> **Your objective**
Pick up the review of the book Beyond Your Bubble below and continue it from its last sentence.

> **Passage for review**
################

Beyond Your Bubble: How to Connect Across the Political Divide: Skills and Strategies for Conversations that Work
by Tania Israel
In deeply difficult and divided times, it can be tempting to view the world in binaries. A spirit of bridging divides and finding common ground imbues Tania Israel's work. Following the 2016 election of Donald Trump, Israel designed "The Flowchart that Will Resolve All Political Conflict in Our Country." While the chart's hyperbolic title might feel tongue-in-cheek, it aims to resolve conflict by communicating and fostering understanding. Beyond Your Bubble: How to Connect Across the Political Divide: Skills and Strategies for Conversations that Work is the outgrowth of that chart--still concise, clear and cogent, essentially an instruction manual for anyone who wants to learn how to initiate and engage in productive dialogues despite political differences.
Israel begins her thoughtful communication guidebook Beyond Your Bubble by confronting this tendency toward division head-on. "We are #metoo and 'Make America great again,'" she writes. "We are gun rights and gun control. We are oil and coal and climate change. We are tearing down Confederate monuments and building walls to keep immigrants out. We are marching and shouting and weeping and cheering. We are Tweeting and sharing and liking and unfriending." Frankly, "We are in turmoil."

################

> **Data**
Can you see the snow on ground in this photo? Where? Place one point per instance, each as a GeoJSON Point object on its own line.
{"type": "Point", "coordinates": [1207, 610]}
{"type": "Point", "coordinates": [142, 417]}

################

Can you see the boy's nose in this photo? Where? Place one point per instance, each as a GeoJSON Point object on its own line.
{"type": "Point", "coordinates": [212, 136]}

################

> **Written answer**
Oversimplification abounds. Logic and reason may seem obvious within our self-curated "bubbles," but it's easy to dismiss, ignore or even condemn those whose ideas or moral compasses don't align with our own. Yet in whatever groups we identify, many of us find ourselves connected to someone whose ideas run counter to ours. What do we do if we don't want to write these people off, block them on social media, excise them from our lives or pretend they didn't just ask us to pass the potatoes at the dinner table?
The answer is at the heart of Israel's work. A professor of counseling psychology and a Fellow of the American Psychological Association, Israel has long been invested in advocacy and bridging divides. Early in Beyond Your Bubble, she recounts working as a pregnancy counselor at a women's health clinic. The facility provided abortions among its services and, despite her passion for her work, Israel grew weary of the discord between protesters outside the clinic and its patients and employees. After hearing about an organization that helped arrange dialogues between groups with opposing views, she reached out to a nearby pro-life women's clinic. Together, they arranged a dialogue session. The result? Even between these groups who had fundamentally different views on one of the most divisive issues in the U.S., there was a productive dialogue; they even found some common ground.
Tightly focused chapters emphasize developing fundamental skills like listening, talking and managing emotions. To anchor the concepts and strategies, Israel introduces a fictional but relatable pair of cousins, Celine and Kevin, who plan and engage in meaningful dialogue throughout the book. While one leans conservative and the other liberal, Israel renders both characters with nuance and respect, depicting each of their "conversations" with charts and commentary that explicate their strategies and approaches.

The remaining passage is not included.